> _TAREFAS DO EXERCÍCIO_:
1. Liste todas as pessoas mencionadas pelo nome no texto sobre a lista tríplice da PGR.
2. Extraia do texto sobre a lista tríplice da PGR todo o trecho que vai de "Depois de ser" até "iniciativa como corporativista.".

Augusto Aras, atual PGR, termina o mandato apenas em setembro de 2023. Tradicionalmente, o PT cultiva a tradição de acatar a lista tríplice elaborada pelos procuradores do órgão. Mas, desta vez, Lula já afirmou que será diferente. A elaboração não é prevista na Constituição, mas é bem vista entre as entidades de classe.
Depois de ser escolhido pelo chefe do Executivo, o indicado ao cargo também deve passar por uma sabatina no Senado para receber o aval dos parlamentares, por meio da Comissão de Constituição e Justiça (CCJ). O cientista político Rafael Rodrigues Viegas, doutor em administração pública e governo pela FGV-SP, tece críticas à elaboração da lista. Ele aponta a iniciativa como corporativista.
"Trata-se de um projeto político de uma corporação para dar poder a um grupo de procuradores políticos que barganham com os candidatos todos os tipos de vantagens corporativas no eventual governo. A lista não está prevista na Constituição Federal de 1988 e faz todo sentido que não esteja", ressaltou.

> _EXTRATO DE DADOS_:
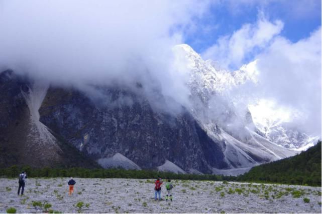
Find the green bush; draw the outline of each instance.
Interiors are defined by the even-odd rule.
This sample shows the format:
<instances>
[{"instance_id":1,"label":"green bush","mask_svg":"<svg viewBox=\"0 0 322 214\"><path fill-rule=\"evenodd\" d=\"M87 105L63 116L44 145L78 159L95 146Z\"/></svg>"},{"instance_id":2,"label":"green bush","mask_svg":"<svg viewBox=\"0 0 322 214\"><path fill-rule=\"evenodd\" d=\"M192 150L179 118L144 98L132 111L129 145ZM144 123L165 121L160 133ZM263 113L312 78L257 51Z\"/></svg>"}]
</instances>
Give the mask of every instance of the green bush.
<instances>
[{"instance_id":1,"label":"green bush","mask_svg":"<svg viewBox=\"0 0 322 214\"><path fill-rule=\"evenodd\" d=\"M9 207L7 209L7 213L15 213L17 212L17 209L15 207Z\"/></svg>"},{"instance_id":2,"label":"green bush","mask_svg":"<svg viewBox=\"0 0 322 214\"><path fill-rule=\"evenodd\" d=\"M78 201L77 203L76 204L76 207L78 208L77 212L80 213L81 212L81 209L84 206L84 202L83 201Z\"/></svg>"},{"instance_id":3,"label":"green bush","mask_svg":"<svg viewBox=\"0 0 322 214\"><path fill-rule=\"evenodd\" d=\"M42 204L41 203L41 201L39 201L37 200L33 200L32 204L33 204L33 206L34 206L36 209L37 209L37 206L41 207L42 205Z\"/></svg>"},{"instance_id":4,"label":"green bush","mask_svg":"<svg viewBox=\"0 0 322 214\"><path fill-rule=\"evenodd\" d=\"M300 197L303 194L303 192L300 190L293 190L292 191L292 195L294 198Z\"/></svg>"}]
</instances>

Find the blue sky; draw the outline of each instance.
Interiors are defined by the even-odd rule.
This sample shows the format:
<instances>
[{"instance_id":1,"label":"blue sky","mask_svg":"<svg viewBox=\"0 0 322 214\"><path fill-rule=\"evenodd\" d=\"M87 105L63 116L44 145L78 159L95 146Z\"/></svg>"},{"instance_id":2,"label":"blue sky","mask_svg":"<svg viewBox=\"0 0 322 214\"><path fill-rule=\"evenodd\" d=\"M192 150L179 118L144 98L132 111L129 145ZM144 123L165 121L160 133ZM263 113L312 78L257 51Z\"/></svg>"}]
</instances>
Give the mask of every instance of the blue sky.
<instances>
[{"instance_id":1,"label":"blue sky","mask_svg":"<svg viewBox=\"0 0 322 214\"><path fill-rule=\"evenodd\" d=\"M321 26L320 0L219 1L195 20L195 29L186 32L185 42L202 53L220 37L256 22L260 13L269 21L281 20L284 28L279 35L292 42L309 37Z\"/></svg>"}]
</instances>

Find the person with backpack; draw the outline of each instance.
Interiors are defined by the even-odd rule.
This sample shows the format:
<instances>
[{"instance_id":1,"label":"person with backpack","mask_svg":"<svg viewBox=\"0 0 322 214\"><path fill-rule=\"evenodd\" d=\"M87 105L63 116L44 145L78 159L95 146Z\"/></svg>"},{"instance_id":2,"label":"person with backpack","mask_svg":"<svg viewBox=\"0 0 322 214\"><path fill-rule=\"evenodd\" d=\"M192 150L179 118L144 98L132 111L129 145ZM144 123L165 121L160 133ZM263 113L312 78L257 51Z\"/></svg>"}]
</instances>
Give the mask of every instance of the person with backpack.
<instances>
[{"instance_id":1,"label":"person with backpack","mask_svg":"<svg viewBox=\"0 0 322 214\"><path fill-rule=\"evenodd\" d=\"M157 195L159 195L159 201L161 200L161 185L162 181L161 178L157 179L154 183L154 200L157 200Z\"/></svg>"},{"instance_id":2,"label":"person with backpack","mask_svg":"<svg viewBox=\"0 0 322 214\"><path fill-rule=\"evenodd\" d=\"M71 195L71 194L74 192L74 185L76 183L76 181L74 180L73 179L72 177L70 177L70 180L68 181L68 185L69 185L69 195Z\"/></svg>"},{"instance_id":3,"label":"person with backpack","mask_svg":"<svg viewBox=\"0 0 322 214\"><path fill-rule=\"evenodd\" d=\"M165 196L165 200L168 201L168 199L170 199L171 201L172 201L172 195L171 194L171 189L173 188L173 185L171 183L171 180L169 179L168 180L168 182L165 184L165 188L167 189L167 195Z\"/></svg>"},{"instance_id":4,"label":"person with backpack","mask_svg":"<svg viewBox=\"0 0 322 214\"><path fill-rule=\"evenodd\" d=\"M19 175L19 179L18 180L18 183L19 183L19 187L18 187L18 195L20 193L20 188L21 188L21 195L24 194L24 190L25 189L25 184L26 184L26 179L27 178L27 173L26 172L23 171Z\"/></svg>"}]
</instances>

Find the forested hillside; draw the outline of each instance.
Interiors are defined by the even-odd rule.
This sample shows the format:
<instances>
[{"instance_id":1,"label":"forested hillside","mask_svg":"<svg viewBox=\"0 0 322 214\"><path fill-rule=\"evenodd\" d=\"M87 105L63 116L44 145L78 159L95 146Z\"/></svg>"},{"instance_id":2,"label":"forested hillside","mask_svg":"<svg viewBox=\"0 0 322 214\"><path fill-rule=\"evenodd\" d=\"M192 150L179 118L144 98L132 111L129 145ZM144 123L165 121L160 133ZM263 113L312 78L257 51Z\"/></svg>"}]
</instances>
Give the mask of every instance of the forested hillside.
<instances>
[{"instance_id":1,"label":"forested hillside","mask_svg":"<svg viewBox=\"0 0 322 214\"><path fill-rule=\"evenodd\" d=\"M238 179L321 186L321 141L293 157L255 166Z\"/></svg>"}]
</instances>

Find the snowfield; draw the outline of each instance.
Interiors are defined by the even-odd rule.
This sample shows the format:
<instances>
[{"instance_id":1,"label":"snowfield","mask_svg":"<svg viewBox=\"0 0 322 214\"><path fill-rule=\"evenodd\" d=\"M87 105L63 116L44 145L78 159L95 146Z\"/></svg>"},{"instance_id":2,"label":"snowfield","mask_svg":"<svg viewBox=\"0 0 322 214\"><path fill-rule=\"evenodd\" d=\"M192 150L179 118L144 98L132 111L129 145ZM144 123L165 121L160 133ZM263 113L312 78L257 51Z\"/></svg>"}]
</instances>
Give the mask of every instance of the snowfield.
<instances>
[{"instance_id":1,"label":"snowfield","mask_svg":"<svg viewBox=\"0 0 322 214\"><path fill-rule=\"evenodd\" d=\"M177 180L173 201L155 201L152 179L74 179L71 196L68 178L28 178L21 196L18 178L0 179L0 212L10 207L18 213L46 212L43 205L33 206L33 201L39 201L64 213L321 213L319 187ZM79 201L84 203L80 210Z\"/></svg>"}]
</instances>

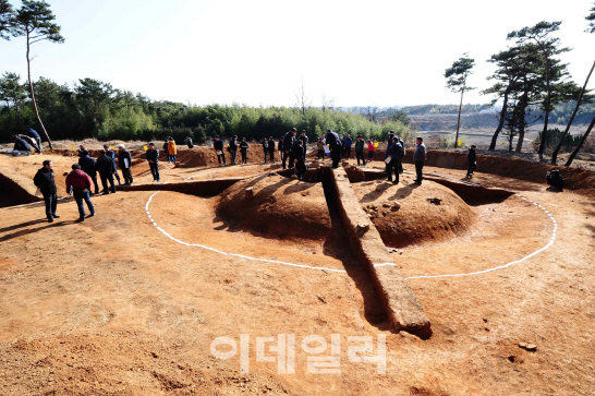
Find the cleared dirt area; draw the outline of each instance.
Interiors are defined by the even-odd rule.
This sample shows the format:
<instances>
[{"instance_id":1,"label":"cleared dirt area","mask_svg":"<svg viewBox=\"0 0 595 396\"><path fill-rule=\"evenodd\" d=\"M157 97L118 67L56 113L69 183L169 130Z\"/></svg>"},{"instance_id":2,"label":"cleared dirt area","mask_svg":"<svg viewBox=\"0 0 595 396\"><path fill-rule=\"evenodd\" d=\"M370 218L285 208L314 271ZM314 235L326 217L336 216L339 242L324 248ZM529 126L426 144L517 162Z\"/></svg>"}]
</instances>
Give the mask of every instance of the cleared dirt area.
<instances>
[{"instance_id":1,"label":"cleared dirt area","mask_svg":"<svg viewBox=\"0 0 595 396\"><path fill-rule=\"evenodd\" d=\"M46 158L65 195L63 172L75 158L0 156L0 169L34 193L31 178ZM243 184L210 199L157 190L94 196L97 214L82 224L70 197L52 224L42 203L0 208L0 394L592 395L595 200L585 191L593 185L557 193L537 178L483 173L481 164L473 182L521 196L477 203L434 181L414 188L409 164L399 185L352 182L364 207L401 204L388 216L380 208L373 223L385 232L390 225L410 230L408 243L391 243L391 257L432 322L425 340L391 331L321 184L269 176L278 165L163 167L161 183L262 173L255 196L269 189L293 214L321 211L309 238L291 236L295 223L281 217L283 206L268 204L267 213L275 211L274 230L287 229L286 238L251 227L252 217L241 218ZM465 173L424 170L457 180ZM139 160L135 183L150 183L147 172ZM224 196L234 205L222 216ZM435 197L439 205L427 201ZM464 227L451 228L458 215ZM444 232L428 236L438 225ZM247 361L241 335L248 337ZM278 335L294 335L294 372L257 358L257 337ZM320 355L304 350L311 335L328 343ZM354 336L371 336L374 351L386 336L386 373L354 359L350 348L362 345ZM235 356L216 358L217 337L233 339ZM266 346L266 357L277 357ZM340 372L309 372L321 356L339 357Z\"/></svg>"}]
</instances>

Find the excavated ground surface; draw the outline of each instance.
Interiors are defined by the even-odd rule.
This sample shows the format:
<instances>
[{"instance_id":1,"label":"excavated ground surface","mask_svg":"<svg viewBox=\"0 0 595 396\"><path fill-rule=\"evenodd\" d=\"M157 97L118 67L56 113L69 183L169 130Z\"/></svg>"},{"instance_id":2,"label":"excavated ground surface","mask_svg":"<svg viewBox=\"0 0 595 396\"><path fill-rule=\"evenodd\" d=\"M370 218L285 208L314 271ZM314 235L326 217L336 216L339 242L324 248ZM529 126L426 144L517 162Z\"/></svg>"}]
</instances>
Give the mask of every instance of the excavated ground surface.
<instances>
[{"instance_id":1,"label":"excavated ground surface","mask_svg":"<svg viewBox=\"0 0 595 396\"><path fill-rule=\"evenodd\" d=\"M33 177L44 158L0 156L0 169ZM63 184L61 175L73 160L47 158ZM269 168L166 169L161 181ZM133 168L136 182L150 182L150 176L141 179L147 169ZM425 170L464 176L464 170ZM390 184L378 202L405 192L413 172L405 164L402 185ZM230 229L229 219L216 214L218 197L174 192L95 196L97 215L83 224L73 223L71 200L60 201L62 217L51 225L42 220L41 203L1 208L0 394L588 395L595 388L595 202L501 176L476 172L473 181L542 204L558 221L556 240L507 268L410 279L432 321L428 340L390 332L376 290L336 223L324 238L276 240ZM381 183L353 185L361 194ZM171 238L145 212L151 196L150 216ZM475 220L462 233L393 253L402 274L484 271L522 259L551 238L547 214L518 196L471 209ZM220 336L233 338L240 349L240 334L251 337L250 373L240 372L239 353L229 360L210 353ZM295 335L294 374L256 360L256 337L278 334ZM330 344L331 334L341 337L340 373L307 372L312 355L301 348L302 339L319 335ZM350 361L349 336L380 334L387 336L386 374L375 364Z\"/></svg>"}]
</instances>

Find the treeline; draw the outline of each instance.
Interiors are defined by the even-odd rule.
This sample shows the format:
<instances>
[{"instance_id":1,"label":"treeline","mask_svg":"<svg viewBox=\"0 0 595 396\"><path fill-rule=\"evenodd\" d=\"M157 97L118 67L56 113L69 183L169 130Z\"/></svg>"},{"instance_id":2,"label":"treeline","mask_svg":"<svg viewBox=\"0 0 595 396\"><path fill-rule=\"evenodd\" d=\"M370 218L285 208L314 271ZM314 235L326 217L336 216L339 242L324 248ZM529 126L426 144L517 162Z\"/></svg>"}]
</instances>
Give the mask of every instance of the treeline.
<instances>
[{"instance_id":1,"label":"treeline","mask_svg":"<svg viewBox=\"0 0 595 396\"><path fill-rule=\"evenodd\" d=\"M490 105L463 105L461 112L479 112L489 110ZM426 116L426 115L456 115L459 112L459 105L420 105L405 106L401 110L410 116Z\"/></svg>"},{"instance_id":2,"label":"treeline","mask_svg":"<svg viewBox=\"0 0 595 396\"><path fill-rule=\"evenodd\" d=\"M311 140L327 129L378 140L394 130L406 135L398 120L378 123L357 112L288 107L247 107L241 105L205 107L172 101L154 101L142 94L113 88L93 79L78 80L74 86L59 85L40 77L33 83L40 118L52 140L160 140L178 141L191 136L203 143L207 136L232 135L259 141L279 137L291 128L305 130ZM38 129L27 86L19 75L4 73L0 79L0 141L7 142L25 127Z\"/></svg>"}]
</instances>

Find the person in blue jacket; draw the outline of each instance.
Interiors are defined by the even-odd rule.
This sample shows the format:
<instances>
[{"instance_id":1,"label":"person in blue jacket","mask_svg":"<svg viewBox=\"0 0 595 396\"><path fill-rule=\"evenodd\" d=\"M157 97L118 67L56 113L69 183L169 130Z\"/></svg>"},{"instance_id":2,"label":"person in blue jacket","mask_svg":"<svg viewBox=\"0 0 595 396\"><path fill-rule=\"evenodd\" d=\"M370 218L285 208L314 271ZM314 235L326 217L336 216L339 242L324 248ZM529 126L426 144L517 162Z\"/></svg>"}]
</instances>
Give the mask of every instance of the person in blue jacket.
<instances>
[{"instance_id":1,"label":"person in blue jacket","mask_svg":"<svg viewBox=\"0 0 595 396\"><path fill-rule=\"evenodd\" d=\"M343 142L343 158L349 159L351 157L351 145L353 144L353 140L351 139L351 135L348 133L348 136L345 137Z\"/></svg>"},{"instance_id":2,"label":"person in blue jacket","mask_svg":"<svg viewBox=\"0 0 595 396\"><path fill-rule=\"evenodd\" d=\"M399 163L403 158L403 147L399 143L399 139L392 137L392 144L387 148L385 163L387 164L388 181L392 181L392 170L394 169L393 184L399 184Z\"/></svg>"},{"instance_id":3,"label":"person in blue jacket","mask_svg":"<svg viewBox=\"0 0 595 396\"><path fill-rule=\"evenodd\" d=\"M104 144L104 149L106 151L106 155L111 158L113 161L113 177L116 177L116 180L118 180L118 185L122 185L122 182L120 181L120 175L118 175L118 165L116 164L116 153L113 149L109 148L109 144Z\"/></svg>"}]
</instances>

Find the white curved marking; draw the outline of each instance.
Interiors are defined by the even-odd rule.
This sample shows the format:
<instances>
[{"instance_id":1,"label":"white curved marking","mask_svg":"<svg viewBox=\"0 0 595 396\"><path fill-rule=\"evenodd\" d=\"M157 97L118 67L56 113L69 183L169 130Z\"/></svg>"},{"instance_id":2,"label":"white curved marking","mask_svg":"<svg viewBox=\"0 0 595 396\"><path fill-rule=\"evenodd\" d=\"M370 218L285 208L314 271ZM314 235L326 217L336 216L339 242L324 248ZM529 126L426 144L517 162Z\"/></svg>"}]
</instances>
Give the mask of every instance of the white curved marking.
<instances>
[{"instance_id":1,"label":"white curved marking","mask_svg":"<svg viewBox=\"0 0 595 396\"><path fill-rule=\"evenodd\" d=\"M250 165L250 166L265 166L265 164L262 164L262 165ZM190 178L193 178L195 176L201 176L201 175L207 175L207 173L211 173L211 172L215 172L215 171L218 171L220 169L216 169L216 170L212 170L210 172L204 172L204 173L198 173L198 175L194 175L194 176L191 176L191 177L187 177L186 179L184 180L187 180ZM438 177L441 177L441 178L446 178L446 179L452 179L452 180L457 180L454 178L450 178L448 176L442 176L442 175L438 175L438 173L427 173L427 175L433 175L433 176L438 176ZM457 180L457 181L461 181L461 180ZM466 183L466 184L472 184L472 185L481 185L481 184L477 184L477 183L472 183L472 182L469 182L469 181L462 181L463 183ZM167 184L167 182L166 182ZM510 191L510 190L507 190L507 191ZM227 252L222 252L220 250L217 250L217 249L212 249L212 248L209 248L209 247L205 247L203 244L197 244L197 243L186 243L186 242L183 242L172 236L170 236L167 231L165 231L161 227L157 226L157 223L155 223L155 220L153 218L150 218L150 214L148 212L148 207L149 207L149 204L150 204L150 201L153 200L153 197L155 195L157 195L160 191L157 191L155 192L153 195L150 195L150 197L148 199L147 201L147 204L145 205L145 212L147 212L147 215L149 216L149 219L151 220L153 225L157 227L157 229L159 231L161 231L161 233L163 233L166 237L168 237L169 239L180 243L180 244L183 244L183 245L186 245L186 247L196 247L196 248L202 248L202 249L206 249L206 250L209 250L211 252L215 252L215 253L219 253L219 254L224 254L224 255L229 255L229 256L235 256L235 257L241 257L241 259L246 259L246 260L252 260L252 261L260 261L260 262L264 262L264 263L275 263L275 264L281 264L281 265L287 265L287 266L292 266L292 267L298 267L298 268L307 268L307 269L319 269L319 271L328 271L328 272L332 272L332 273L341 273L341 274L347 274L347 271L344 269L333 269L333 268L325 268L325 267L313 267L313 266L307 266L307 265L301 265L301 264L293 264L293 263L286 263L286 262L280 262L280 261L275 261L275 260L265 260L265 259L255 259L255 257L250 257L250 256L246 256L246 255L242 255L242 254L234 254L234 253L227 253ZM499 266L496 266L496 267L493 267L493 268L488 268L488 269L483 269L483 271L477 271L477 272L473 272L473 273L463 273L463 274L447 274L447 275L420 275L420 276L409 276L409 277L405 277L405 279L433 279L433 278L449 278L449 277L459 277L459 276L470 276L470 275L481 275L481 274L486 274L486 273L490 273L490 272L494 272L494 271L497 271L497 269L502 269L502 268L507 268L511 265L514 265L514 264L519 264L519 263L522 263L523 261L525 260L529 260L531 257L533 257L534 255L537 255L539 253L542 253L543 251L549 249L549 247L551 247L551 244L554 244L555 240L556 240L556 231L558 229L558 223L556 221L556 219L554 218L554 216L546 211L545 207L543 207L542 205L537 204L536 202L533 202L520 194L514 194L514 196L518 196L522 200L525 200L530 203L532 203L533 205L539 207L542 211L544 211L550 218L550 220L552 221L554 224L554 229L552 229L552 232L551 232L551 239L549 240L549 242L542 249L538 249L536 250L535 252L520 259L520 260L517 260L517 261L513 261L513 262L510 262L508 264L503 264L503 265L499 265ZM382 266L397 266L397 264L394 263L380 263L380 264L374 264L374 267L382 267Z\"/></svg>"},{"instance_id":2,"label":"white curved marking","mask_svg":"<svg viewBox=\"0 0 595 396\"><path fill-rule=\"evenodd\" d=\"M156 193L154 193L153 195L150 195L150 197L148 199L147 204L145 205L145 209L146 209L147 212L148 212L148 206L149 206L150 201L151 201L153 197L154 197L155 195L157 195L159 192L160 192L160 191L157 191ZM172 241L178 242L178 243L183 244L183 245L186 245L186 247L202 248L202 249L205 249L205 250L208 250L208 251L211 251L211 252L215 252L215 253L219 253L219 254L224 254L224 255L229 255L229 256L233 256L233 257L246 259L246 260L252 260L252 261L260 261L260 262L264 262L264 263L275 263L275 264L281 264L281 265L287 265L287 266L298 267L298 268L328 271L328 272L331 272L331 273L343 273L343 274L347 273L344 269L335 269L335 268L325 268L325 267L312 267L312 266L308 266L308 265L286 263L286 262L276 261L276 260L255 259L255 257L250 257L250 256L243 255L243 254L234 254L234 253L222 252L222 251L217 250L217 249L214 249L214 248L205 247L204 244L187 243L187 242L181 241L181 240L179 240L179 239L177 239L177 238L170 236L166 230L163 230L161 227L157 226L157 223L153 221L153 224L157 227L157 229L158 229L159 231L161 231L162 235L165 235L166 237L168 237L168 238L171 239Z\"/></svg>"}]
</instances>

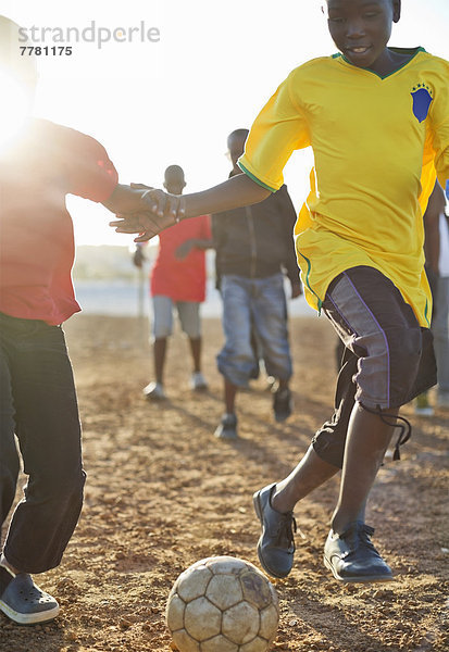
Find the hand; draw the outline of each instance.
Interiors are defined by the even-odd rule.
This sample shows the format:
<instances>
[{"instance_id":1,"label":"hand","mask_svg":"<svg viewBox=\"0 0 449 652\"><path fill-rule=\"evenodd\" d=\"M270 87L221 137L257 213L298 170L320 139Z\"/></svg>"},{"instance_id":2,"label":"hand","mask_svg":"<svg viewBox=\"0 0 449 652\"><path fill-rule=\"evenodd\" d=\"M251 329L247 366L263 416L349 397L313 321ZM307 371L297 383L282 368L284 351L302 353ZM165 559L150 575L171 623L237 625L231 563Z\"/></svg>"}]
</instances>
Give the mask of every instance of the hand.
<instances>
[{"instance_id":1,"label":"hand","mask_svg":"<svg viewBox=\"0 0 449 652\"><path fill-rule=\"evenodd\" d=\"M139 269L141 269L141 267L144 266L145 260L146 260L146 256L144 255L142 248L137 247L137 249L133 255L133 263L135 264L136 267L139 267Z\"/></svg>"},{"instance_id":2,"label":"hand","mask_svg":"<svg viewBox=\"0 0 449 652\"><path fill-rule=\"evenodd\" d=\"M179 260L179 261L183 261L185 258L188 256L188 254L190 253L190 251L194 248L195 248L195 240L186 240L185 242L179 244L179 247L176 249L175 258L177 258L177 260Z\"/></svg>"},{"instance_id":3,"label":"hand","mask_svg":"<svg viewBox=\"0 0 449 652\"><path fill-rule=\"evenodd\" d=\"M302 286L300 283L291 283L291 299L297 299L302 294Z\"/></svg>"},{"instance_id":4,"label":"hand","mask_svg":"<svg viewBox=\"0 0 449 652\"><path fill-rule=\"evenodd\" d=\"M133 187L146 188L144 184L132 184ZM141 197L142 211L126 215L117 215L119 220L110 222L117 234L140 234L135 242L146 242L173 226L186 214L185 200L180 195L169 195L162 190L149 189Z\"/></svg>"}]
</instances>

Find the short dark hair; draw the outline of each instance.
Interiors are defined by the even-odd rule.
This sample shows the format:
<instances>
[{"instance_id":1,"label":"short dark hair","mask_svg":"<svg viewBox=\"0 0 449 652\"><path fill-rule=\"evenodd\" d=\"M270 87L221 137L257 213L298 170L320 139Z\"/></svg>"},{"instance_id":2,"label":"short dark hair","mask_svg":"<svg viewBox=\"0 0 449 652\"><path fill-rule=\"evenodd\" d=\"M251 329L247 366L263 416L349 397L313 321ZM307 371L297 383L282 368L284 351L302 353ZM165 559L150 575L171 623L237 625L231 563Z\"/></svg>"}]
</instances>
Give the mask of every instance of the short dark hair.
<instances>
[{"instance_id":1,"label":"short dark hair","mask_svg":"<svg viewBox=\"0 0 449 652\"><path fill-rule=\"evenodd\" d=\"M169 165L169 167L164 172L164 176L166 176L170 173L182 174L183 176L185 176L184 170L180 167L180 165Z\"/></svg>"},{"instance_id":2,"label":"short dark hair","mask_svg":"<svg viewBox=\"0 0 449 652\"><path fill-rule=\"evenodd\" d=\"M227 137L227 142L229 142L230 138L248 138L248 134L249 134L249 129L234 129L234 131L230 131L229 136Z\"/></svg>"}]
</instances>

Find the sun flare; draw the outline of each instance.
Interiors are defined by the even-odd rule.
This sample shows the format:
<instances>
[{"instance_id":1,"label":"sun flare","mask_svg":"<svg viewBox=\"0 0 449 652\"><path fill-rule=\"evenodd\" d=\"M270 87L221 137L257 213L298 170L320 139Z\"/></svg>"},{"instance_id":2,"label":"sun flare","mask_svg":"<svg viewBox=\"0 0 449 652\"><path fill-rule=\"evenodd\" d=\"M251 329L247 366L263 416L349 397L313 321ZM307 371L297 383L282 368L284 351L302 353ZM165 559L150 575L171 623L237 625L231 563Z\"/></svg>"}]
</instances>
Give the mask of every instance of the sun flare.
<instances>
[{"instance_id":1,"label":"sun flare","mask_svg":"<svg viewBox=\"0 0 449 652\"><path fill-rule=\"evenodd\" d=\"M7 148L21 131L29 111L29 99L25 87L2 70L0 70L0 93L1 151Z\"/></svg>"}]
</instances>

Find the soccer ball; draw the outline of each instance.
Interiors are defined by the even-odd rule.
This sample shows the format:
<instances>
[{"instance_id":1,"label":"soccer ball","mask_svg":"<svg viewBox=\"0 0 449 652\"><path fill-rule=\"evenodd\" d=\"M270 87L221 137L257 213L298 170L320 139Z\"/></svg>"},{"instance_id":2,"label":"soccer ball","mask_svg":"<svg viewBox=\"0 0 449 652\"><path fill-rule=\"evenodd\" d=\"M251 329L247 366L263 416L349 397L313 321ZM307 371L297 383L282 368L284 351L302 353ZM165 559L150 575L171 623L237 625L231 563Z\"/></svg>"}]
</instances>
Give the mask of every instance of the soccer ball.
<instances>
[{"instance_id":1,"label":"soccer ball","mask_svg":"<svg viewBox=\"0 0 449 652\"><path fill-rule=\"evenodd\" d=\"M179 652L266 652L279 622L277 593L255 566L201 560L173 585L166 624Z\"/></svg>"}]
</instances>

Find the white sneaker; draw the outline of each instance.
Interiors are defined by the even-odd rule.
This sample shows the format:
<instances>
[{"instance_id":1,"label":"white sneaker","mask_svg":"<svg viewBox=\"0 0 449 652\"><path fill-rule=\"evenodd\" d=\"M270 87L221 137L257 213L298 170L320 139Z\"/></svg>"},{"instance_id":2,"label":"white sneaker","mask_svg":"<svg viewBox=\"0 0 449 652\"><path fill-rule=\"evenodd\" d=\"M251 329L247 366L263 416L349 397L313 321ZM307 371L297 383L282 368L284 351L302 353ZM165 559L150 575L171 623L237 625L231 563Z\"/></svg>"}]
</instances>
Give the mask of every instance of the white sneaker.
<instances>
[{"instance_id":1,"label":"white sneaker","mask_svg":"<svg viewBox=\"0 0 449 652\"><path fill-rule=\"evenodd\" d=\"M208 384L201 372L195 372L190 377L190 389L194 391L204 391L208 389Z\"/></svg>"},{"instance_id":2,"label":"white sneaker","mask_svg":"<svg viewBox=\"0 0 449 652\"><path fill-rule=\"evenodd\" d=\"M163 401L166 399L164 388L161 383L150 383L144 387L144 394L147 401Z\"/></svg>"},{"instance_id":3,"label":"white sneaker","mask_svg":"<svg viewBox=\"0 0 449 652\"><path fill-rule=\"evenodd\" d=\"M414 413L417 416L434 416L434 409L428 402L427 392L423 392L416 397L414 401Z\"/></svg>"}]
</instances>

> _EXERCÍCIO RESOLVIDO_:
1. Augusto Aras, Lula e Rafael Rodrigues Viegas.

2.
Depois de ser escolhido pelo chefe do Executivo, o indicado ao cargo também deve passar por uma sabatina no Senado para receber o aval dos parlamentares, por meio da Comissão de Constituição e Justiça (CCJ). O cientista político Rafael Rodrigues Viegas, doutor em administração pública e governo pela FGV-SP, tece críticas à elaboração da lista. Ele aponta a iniciativa como corporativista.